* _PAGE EXTRACT_
:::
I also started trusting the abundance of water on the Appalachian Trail. Rather than set out with 1.5 liters of the Hike Inn’s tap water, I felt secure setting out with 1 liter, which saved me over a pound in pack weight.
Just before 1pm we had climbed 2,658′ of elevation in 7 miles – the grade suits horses, which rangers use for rescue missions as well as trail and shelter maintenance. With a sense of accomplishment stopped for tea and a micronap. The mist cleared giving us a glorious day in the upper fifties (13-14C).
After 10 miles we reached Mollies Ridge shelter. We both felt energetic and we had the weather on our side. We took a another break, rehydrated, and chatted with Black Dog. Then K2 and I headed for the next shelter 3.1 miles up the trail making it a 13.3 mile (21.4 km) day.
When we arrived at Russell Field shelter we met only two other hikers – newlyweds from Sevierville, TN, thru-hiking on their honeymoon. Black Dog had already come and gone signing the log book, “Where’s the pool?”
Surprisingly no other hikers came along. The four of us had the shelter to ourselves.
After sunset K2 and I sat together on the narrow wooden table bracing the columns made of tree trunks to listen to our Bruins play the Tampa Bay Lightening. We each wore a down jacket (otherwise known as a puffy, a must-have piece of gear for backpacking in March). I unzipped the down blanket out of my North Face One sleeping bag and we both curled under it. While we listened to Tuukka and Torey shut out the Lightning on the ice, we watched a lightning storm roll closer to the Smokies. We decided to turn in at the end of the second period.
:::
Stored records
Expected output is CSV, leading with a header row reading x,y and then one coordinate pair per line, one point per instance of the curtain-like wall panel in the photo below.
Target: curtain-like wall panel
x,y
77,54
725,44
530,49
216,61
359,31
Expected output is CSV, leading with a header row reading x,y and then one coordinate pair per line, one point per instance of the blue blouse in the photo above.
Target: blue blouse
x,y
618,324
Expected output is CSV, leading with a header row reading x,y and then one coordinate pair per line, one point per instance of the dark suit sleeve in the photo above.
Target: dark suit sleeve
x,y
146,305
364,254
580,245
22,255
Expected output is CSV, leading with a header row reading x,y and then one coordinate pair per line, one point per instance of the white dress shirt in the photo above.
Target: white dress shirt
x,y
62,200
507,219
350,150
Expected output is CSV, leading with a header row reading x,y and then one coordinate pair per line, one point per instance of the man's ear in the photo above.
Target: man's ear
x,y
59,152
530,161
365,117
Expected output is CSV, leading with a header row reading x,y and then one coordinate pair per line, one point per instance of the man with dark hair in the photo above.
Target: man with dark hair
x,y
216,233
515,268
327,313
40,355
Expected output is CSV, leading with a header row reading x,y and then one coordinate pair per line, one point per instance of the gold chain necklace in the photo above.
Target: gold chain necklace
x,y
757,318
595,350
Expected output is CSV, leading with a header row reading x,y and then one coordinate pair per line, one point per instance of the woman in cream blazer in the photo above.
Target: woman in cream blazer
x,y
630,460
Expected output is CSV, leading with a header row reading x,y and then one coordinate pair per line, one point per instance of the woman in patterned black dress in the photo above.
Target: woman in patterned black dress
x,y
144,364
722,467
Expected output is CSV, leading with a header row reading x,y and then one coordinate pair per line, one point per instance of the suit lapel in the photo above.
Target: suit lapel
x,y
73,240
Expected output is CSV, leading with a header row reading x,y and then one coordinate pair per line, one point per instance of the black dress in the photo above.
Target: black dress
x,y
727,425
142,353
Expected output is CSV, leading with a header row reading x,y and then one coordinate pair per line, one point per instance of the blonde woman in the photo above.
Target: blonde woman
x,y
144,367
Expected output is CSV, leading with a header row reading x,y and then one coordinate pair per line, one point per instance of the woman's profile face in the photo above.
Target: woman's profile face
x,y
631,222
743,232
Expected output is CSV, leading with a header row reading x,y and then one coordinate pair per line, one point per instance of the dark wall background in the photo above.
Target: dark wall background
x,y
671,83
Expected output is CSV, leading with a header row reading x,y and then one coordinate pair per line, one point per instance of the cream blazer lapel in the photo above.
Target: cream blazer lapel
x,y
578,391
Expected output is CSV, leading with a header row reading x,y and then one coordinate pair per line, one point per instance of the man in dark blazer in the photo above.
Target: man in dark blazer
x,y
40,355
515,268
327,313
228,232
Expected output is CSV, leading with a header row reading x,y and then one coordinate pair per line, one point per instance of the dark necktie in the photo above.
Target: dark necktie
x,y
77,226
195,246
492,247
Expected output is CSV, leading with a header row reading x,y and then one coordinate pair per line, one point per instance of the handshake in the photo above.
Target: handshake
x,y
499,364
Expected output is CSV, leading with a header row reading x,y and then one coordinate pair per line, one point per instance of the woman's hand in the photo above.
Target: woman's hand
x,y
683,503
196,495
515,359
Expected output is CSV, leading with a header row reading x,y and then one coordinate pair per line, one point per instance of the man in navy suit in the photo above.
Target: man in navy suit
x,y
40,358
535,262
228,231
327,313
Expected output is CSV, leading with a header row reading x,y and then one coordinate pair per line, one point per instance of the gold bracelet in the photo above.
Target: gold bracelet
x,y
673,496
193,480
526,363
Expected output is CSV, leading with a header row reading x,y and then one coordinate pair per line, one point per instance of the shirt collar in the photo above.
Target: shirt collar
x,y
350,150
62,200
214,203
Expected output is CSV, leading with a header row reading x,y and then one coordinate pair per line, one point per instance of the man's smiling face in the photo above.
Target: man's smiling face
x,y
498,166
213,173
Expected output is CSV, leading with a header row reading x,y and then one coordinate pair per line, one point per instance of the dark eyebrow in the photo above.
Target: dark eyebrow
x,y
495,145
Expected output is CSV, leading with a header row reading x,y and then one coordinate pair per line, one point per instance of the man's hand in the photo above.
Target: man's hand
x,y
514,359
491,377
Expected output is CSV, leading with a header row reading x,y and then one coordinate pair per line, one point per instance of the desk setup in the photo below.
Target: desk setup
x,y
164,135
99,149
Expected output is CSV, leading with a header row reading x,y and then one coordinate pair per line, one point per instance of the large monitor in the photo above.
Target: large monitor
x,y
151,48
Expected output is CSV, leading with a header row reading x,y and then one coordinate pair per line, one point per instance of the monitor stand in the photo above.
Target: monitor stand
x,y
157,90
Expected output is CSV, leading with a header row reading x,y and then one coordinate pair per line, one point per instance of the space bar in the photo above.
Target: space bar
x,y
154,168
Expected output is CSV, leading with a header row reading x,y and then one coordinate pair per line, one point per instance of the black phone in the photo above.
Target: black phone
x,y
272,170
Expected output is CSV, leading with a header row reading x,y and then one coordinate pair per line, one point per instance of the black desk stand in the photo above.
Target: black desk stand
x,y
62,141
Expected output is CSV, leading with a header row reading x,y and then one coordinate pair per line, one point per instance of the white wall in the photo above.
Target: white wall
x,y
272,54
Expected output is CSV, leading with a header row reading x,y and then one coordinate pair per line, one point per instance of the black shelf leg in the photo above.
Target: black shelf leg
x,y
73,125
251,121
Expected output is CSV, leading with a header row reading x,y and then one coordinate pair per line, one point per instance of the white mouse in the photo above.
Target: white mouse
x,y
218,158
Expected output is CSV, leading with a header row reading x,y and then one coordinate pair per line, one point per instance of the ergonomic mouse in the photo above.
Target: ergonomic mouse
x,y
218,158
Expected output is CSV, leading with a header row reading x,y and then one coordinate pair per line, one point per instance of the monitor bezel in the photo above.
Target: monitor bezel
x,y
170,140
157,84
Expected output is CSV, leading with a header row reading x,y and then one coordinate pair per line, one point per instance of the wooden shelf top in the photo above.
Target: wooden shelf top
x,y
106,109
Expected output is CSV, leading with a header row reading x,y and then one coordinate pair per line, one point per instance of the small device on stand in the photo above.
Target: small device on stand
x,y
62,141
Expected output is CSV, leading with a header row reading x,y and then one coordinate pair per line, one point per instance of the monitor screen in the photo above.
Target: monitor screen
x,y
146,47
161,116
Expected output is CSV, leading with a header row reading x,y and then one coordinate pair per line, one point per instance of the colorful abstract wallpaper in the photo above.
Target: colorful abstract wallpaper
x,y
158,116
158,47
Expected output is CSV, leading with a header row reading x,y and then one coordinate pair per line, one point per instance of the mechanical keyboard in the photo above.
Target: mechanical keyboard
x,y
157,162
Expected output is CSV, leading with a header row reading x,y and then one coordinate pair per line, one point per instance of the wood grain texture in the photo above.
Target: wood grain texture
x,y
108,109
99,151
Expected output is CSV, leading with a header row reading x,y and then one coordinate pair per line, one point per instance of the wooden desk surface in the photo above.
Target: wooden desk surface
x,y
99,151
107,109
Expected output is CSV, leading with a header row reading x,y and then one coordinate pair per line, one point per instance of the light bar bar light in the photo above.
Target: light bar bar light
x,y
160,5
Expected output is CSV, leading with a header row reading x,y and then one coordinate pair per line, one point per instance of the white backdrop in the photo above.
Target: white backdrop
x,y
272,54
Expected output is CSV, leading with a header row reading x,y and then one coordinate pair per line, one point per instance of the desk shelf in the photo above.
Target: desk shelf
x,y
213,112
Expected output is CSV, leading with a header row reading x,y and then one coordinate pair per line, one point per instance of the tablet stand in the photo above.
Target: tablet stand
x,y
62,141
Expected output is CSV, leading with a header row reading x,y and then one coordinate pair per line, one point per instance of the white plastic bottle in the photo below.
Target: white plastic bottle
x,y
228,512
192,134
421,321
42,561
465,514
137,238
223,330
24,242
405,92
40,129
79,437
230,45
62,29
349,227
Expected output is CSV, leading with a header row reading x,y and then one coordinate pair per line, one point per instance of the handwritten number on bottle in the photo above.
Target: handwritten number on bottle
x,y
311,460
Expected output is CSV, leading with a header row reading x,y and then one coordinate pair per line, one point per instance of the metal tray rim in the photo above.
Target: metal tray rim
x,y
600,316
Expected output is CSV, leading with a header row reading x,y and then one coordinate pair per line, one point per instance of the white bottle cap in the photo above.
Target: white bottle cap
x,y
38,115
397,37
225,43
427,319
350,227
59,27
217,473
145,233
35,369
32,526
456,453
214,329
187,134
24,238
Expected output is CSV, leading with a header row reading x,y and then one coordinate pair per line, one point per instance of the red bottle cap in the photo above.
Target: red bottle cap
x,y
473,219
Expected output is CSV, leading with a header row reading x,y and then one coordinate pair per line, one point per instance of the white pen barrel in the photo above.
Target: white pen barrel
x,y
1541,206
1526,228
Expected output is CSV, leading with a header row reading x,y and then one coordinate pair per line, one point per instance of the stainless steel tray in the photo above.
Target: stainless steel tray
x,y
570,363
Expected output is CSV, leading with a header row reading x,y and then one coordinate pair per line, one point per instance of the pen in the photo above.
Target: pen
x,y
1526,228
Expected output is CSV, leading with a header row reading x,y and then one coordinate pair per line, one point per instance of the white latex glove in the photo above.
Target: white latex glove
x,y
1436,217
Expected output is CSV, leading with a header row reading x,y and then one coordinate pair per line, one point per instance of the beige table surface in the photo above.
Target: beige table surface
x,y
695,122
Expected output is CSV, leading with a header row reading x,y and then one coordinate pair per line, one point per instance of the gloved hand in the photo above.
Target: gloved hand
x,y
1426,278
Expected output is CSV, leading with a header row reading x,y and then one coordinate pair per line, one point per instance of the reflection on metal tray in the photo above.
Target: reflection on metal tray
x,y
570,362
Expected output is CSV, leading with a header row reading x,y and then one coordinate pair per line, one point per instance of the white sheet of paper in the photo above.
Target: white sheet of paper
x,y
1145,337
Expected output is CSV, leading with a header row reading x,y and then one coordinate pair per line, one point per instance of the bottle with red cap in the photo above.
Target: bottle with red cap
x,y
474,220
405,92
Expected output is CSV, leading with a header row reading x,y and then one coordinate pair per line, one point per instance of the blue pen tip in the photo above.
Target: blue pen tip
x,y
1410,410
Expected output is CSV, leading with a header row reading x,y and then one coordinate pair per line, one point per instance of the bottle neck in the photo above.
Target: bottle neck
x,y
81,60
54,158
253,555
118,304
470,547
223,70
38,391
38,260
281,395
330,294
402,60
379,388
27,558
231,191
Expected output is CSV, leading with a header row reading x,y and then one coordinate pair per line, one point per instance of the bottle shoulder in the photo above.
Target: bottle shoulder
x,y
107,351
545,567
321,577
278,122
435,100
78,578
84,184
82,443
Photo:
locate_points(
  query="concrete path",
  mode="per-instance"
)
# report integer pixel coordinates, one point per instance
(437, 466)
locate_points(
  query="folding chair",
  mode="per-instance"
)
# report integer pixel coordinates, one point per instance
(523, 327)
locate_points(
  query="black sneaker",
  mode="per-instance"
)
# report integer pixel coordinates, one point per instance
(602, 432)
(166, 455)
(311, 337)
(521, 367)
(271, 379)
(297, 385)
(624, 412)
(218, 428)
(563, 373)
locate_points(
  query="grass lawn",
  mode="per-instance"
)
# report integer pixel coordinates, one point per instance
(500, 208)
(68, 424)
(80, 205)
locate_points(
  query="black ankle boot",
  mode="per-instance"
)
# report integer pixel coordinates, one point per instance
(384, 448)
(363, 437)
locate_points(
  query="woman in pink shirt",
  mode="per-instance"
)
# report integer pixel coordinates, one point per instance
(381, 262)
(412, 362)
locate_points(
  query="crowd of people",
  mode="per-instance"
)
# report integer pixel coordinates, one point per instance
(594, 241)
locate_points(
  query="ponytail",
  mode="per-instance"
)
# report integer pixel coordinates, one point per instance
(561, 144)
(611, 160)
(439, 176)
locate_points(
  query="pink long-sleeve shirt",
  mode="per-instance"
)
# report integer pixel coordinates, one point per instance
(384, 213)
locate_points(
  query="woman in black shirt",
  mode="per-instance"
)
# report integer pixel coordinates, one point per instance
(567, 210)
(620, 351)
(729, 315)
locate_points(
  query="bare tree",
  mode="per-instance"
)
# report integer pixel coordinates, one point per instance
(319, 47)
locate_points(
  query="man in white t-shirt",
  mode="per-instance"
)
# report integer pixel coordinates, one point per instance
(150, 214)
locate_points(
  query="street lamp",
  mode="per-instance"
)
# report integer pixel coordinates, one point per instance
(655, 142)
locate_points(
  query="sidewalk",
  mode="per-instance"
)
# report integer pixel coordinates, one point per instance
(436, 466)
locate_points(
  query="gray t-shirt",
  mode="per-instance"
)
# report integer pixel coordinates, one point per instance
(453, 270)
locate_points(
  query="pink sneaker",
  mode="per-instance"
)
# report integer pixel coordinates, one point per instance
:::
Reproduce the entire Appalachian Trail hiking account above, word for word.

* _SOLUTION TO THIS PROBLEM_
I also started trusting the abundance of water on the Appalachian Trail. Rather than set out with 1.5 liters of the Hike Inn’s tap water, I felt secure setting out with 1 liter, which saved me over a pound in pack weight.
Just before 1pm we had climbed 2,658′ of elevation in 7 miles – the grade suits horses, which rangers use for rescue missions as well as trail and shelter maintenance. With a sense of accomplishment stopped for tea and a micronap. The mist cleared giving us a glorious day in the upper fifties (13-14C).
After 10 miles we reached Mollies Ridge shelter. We both felt energetic and we had the weather on our side. We took a another break, rehydrated, and chatted with Black Dog. Then K2 and I headed for the next shelter 3.1 miles up the trail making it a 13.3 mile (21.4 km) day.
When we arrived at Russell Field shelter we met only two other hikers – newlyweds from Sevierville, TN, thru-hiking on their honeymoon. Black Dog had already come and gone signing the log book, “Where’s the pool?”
Surprisingly no other hikers came along. The four of us had the shelter to ourselves.
After sunset K2 and I sat together on the narrow wooden table bracing the columns made of tree trunks to listen to our Bruins play the Tampa Bay Lightening. We each wore a down jacket (otherwise known as a puffy, a must-have piece of gear for backpacking in March). I unzipped the down blanket out of my North Face One sleeping bag and we both curled under it. While we listened to Tuukka and Torey shut out the Lightning on the ice, we watched a lightning storm roll closer to the Smokies. We decided to turn in at the end of the second period.